YOUR OBJECTIVE: Restate the records so that not a single word differs.

DATA:
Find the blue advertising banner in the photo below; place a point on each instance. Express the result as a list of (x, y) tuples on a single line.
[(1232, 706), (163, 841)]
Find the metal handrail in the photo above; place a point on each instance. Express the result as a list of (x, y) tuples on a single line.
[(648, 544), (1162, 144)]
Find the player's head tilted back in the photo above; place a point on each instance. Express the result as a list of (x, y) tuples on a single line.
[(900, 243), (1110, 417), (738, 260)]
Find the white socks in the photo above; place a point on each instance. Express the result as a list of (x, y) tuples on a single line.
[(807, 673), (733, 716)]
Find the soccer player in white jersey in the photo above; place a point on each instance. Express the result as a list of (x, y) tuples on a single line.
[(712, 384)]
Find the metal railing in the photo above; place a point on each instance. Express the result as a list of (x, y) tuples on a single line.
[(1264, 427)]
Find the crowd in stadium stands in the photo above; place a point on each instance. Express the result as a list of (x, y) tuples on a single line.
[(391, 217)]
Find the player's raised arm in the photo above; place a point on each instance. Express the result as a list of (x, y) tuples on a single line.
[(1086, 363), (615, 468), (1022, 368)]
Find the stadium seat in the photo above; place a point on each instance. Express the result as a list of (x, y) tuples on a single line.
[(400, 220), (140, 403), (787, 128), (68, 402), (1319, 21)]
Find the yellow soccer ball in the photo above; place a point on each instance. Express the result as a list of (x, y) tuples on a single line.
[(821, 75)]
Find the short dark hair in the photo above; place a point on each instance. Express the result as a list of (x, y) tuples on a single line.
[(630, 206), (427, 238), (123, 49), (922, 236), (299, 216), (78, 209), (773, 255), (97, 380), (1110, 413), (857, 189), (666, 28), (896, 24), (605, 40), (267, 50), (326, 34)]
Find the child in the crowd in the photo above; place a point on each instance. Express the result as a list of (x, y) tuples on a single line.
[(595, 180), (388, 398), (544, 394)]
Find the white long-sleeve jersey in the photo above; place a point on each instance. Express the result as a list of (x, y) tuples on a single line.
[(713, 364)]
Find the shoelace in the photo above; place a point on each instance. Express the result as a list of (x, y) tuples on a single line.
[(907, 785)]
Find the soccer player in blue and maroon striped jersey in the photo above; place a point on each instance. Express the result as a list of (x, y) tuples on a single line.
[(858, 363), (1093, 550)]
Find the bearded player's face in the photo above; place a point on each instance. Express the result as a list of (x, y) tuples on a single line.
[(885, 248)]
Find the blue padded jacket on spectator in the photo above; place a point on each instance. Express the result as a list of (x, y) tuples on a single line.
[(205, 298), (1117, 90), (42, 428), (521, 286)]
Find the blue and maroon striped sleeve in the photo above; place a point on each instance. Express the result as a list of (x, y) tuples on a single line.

COMPLETED EXERCISE:
Find the blue advertising banner in the photo below; place a point on each instance. Express the result as a list of (x, y) tuples on a single line.
[(1232, 706), (163, 841)]
Find the metal handrail in the photo above; place a point on each instance. Express the result as a list of (x, y) tuples on a single line.
[(648, 544), (1162, 144)]
Find the player's head tilted back in the photo above; place a point on each instance. Express the result as a list of (x, y) tuples on a single line.
[(900, 243), (1110, 417), (738, 260)]
Find the white socks in the photo above; place a point on each instance. Express the result as a list of (x, y) tuples on a single line.
[(807, 673), (733, 716)]
Find the soccer player in white jersey in the photo above; place a point on each instance. Express the result as a list of (x, y) tuples on a single line.
[(712, 384)]
Find the metal railing in the photo above; place a point on each instance. Express the result as a list of (x, y) tuples on a single line.
[(1264, 427)]
Find the crowd in stadium stands in the photo above; place a point on each instance. Express the result as a list of (x, y) tuples on a single line.
[(391, 217)]
Find the player's raised arm in the photo above; place a point on each instance. Express the result as a list of (x, y) tuples on a single line.
[(1086, 363), (615, 468), (1022, 368)]
Find the stadium seat in the photo above; place a point on each instance. Express the result as a list of (x, y) tuples on a single line.
[(400, 220), (140, 403), (787, 128), (68, 402), (1319, 21)]
Find the yellow soccer ball in the photo above; place a point on each instance. Express the result as a list of (x, y) tuples on a single line.
[(821, 75)]
Find the short dark hair in the photo above; place a point on each instance. Express the result as a list of (x, y) tuples on a single line.
[(630, 206), (427, 238), (123, 49), (922, 236), (299, 216), (78, 209), (773, 255), (97, 380), (1110, 413), (857, 189), (666, 28), (896, 24), (605, 40), (267, 50), (326, 34)]
Find the child in the crowd in the photo above; place a point on each instance. Express the result as a list of (x, y) tuples on a single line.
[(595, 180), (388, 398), (544, 394)]
Find the white long-sleeve jersey in the photo above; place a point on each instance. Express the result as a list of (x, y) tuples on a single line.
[(713, 364)]
Find the shoelace in the photo above; place a point on each instance. Express the result as a list of (x, y) tuples on a single line.
[(907, 785)]
Find the soccer player in blue and maroon striped jersey in the photo above; place a point on each instance. Express the result as a list of (x, y) tuples on a single line.
[(858, 363), (1093, 550)]
Find the bearded player's face in the photo above; place a point on each instance. Express the result as a list of (x, y) tuples on a single line.
[(885, 248)]
Find the blue padded jacket on spectator in the photo above; place a point on each instance. Express the result as a list of (x, y) tuples on a single line.
[(205, 298), (1117, 90), (42, 428), (521, 286)]
Find the blue and maroon striped sleeve in the photo above; place a point on each instance. Express the result as a list of (x, y) tuples on a single line.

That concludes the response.